*Problem*.
Can you copy out the records word for word, from their first line up to and including the line that contains "positive clicks: (1427, 704) (1452, 843)"?
*** Record excerpts ***
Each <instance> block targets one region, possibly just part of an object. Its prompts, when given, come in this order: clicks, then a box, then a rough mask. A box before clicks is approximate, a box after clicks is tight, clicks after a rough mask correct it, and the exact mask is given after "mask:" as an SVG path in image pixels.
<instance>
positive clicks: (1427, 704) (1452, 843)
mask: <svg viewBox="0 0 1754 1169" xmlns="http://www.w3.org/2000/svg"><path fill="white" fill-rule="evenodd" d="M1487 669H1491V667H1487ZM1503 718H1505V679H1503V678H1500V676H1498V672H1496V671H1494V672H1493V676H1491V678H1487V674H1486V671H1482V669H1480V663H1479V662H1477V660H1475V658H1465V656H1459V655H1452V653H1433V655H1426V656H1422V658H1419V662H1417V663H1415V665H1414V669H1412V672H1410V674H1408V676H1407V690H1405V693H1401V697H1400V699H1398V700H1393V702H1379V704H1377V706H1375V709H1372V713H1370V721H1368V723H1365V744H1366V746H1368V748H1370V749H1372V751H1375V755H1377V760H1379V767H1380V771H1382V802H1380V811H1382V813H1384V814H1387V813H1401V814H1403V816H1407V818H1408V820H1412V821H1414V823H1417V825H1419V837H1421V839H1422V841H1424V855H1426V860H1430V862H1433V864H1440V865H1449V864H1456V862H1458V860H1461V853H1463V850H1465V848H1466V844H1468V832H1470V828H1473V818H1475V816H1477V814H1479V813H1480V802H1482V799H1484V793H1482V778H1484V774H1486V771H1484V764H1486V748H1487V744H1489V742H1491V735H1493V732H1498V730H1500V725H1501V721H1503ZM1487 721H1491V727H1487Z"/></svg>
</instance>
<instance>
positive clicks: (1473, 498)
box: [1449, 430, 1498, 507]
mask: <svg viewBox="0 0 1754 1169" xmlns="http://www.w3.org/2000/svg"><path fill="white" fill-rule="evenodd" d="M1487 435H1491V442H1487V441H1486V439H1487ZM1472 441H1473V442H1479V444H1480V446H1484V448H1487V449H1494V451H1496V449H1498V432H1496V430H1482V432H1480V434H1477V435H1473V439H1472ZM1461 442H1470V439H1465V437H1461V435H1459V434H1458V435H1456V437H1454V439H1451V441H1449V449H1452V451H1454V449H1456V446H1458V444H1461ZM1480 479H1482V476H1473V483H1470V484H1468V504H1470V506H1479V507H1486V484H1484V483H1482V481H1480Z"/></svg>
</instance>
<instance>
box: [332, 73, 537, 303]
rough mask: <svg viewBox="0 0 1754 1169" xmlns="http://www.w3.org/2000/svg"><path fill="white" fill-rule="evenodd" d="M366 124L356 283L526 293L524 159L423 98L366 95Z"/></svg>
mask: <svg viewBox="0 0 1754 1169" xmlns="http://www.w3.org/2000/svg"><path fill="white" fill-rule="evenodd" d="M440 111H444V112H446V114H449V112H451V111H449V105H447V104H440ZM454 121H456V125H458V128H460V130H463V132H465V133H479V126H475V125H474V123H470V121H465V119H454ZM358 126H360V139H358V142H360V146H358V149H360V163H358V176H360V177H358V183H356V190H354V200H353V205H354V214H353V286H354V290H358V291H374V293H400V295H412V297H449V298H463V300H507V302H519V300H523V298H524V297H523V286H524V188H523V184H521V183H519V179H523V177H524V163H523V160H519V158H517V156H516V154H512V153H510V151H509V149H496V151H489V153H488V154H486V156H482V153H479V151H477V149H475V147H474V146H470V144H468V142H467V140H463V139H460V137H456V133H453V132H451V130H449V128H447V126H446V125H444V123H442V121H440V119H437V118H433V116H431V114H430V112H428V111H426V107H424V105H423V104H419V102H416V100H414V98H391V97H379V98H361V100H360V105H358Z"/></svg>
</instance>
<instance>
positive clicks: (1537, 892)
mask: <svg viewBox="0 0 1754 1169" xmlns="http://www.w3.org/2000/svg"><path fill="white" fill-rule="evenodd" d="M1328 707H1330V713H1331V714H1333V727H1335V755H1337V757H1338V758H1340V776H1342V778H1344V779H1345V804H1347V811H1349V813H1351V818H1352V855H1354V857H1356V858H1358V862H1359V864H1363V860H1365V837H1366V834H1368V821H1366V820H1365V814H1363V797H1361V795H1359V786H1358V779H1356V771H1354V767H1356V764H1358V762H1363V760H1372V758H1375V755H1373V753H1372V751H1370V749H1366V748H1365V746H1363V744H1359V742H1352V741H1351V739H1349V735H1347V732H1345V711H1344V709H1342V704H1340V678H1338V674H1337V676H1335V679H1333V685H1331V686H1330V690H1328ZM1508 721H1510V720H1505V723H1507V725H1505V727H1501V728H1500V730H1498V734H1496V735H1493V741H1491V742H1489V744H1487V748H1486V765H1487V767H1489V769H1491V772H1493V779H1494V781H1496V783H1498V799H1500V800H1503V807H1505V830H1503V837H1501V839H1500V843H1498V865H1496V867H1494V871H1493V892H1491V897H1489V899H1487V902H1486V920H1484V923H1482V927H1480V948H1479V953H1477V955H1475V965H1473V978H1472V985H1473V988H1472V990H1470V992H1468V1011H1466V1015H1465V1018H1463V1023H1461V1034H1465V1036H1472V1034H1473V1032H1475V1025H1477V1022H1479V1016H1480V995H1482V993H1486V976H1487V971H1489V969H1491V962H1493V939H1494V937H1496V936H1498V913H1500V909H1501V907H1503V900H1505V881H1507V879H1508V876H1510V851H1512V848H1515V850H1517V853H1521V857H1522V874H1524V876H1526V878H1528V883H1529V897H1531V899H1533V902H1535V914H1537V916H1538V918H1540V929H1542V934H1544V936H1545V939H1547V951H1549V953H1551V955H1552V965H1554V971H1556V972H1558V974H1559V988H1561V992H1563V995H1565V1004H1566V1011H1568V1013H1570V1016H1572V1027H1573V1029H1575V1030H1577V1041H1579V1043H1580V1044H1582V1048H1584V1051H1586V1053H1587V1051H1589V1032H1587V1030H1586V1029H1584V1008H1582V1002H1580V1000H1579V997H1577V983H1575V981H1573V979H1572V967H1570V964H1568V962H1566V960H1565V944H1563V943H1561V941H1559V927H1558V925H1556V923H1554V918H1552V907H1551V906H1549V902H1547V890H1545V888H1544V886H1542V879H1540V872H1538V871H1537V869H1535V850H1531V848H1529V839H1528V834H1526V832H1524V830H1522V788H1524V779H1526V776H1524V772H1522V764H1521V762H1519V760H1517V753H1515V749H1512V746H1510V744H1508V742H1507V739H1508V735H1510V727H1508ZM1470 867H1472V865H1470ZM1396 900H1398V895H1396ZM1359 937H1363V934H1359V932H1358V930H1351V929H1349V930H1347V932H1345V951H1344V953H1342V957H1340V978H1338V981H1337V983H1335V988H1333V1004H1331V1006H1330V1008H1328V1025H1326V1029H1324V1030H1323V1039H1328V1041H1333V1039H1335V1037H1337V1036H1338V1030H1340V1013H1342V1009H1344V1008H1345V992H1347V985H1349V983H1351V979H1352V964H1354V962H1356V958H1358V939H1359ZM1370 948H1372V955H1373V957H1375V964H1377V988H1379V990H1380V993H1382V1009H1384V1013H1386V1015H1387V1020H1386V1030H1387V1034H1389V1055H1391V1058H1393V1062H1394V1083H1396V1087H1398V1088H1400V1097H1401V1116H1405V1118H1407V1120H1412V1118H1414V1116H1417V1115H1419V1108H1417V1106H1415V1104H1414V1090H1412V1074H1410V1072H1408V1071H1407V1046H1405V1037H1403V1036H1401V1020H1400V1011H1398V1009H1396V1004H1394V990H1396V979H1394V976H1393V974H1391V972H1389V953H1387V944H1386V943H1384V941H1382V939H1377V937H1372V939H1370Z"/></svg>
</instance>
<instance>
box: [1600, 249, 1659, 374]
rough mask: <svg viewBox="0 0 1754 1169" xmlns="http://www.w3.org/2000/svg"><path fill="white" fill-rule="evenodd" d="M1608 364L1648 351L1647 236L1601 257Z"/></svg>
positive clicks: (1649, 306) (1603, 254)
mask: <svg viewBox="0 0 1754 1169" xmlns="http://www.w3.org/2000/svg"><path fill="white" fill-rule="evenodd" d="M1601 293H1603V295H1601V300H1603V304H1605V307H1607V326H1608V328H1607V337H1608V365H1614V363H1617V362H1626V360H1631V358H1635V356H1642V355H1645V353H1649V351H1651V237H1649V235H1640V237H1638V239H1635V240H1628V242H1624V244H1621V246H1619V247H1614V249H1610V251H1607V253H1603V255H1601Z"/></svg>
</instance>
***
*Answer section*.
Each <instance> block targets one region, possibly just part of an object. Its prompts, when given, come in this order: clicks, then a box, then a rough mask. A box before clicks is approximate, a box after clicks is tight, clicks after a rough mask correct it, and the exact mask is given after "mask:" as an SVG path in image pixels.
<instance>
positive clicks: (1427, 704) (1452, 843)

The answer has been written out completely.